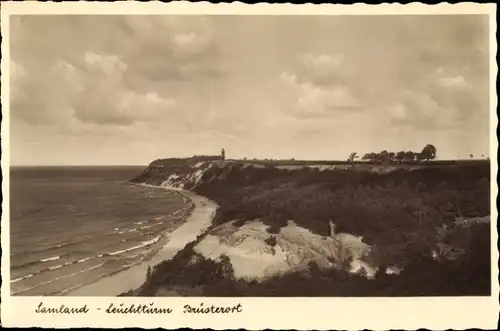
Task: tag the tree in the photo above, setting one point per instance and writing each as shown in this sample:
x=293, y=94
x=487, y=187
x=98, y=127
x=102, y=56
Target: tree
x=352, y=156
x=428, y=152
x=409, y=156
x=400, y=156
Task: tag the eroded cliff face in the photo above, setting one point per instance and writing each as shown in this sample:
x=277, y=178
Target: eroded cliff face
x=178, y=173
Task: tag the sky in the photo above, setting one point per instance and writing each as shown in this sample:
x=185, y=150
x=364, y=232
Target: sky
x=120, y=90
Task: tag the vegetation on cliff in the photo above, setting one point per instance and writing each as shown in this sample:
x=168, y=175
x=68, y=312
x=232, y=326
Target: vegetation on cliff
x=398, y=212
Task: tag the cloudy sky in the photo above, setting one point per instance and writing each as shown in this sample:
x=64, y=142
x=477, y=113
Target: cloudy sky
x=130, y=89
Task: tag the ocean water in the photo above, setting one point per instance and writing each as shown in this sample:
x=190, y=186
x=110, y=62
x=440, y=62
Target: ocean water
x=71, y=226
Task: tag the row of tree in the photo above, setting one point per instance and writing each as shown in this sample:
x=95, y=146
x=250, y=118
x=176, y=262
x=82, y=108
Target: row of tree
x=428, y=153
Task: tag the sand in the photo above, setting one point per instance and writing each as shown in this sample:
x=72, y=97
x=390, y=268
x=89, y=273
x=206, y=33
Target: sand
x=132, y=278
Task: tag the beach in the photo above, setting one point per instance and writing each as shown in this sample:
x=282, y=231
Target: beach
x=196, y=223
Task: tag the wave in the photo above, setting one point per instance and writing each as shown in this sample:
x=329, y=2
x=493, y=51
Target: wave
x=143, y=244
x=57, y=278
x=21, y=278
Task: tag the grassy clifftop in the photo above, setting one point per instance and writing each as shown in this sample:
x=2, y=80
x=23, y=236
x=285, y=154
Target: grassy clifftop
x=397, y=210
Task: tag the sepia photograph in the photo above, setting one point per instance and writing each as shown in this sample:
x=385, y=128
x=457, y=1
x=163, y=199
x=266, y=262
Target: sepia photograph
x=268, y=156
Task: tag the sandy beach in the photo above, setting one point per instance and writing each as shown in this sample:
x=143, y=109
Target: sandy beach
x=196, y=223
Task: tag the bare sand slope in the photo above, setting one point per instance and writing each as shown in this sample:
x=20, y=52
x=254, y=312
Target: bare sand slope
x=295, y=247
x=132, y=278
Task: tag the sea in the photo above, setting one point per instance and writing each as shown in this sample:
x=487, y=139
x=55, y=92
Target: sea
x=71, y=226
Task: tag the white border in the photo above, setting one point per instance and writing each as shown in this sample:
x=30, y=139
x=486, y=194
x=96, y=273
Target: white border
x=258, y=313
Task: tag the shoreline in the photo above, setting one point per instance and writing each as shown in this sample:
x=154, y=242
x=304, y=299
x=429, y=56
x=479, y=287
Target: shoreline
x=197, y=222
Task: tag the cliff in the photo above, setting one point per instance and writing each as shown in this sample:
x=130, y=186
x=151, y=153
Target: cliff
x=275, y=216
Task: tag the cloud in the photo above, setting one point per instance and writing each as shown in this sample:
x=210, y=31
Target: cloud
x=317, y=100
x=125, y=75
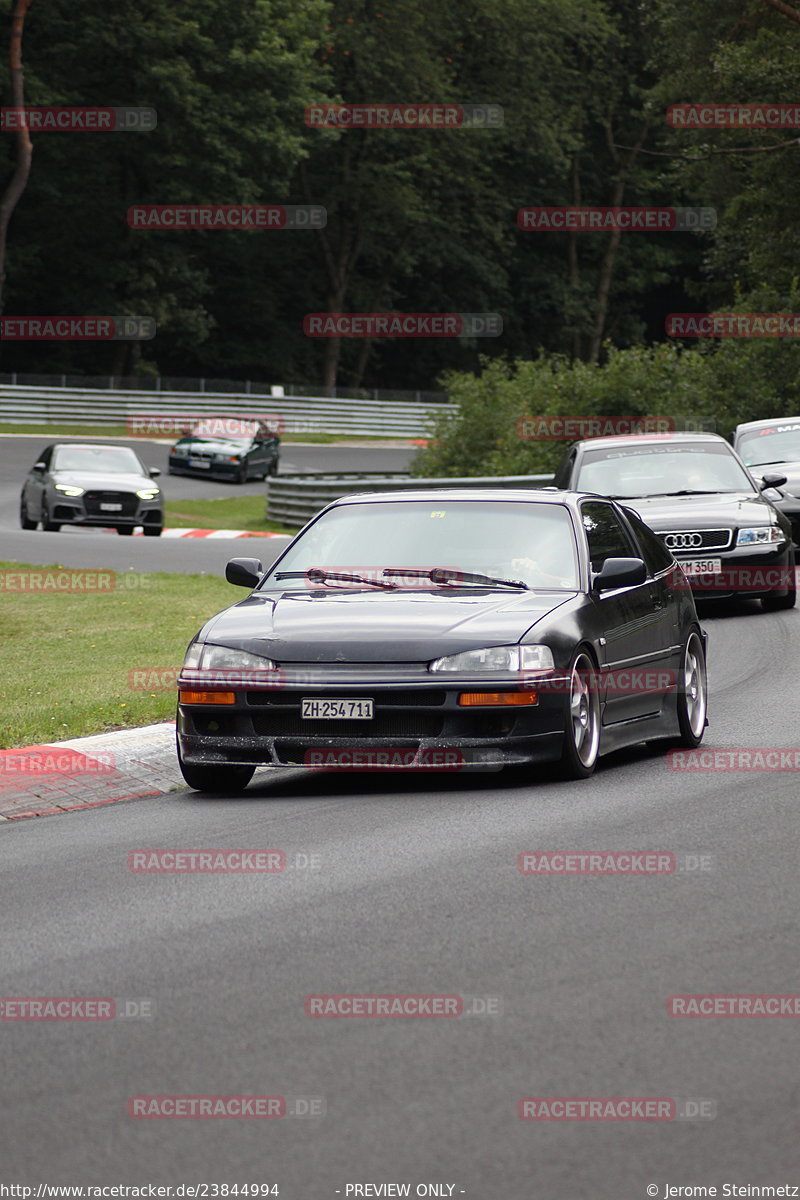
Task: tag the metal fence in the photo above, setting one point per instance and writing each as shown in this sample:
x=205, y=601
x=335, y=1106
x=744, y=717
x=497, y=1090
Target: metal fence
x=294, y=499
x=227, y=387
x=149, y=414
= = = =
**Your goal:** Please copy the material starting at its beginning and ending at the line that contains "x=428, y=153", changing every "Target" to "Label" and keeping all else the same. Leave the pictures out of your answer.

**Response:**
Task: tag the tree in the photo above, setting one point per instance and writing each as shown in this sample:
x=293, y=94
x=487, y=187
x=98, y=127
x=102, y=56
Label: tree
x=352, y=156
x=428, y=152
x=409, y=156
x=400, y=156
Task: tag the eroded cliff face in the photo above, setting one point per instance and writing each as shown in this sample:
x=277, y=178
Label: eroded cliff face
x=178, y=173
Task: tag the sky in the photo above, setting one point per instance and writing each as shown in this sample:
x=185, y=150
x=364, y=232
Label: sky
x=120, y=90
Task: tag the vegetation on cliff in the photo above, setting one point per instance and writing each as shown in this sample:
x=168, y=175
x=68, y=312
x=232, y=326
Label: vegetation on cliff
x=398, y=212
Task: tag the cloudy sky in the photo above, setting one point per instance and writing each as shown in this sample:
x=64, y=142
x=477, y=113
Label: cloudy sky
x=130, y=89
Task: tag the ocean water in the photo above, setting one point per instance and writing each as shown in this sample:
x=190, y=186
x=110, y=62
x=440, y=62
Label: ocean water
x=71, y=226
Task: tag the row of tree in the photo above, setting one point per instance and writing each as shown in this sample:
x=95, y=146
x=250, y=118
x=176, y=262
x=82, y=108
Label: row of tree
x=428, y=153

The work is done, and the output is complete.